* **Assigned task**:
Wherever "banana" occurs in the entries, copy the line that holds it.

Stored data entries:
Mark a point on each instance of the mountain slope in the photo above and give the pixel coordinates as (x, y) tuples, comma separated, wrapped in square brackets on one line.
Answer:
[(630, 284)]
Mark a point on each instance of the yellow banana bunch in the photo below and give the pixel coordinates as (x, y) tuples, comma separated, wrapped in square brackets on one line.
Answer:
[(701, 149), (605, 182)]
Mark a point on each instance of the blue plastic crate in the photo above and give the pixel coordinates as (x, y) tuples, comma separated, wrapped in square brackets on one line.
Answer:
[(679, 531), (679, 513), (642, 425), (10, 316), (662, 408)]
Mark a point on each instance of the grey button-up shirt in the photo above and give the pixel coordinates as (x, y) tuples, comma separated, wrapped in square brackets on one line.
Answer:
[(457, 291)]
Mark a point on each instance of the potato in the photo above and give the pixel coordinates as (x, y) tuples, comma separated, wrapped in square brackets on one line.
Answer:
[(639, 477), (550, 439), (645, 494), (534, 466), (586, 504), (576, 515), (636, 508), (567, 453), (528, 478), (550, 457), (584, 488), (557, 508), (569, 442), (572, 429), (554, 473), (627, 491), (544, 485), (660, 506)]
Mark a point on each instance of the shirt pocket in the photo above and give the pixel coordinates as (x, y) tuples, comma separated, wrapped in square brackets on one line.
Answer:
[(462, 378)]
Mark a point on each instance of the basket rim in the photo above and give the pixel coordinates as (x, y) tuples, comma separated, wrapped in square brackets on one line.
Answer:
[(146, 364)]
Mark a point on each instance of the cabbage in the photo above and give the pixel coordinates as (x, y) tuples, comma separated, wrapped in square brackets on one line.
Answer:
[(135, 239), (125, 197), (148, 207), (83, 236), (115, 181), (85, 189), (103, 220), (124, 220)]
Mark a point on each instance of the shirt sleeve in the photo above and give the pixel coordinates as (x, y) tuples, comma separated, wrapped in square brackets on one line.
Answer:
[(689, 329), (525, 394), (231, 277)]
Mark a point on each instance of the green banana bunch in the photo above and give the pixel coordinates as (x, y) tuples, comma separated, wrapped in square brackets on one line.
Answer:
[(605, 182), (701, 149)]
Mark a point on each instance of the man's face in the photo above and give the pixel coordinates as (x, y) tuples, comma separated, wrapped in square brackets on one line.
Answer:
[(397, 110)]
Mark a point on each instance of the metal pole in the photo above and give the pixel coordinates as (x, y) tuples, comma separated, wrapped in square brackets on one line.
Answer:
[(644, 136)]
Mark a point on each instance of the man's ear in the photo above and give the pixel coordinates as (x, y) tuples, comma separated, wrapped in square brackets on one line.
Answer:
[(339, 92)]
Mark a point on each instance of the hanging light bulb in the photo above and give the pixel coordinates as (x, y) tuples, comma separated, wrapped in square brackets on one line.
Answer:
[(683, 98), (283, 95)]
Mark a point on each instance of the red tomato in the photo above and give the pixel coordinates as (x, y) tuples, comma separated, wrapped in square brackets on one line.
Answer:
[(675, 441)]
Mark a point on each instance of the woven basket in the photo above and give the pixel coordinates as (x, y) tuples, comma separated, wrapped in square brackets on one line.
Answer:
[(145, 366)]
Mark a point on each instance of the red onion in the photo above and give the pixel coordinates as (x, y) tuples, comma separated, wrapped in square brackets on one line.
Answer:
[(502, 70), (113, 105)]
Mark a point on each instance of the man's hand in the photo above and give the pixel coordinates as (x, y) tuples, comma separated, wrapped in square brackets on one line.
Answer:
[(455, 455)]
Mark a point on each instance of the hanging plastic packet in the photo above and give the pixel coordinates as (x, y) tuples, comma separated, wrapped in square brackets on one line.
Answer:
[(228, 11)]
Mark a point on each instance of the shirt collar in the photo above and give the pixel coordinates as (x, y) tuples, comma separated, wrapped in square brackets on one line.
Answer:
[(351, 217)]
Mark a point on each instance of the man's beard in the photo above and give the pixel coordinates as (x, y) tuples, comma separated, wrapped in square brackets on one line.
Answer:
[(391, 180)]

* **Answer to this task**:
Mark a point on each instance of the yellow banana bunch in the photo below and give the pixel coordinates as (x, y) tuples, comma separated, wrapped in square brackets on one line.
Mark a point on each instance of the green banana bunch in the photo above and give the pixel coordinates as (x, y) tuples, comma separated, wrapped in square brackets on one line.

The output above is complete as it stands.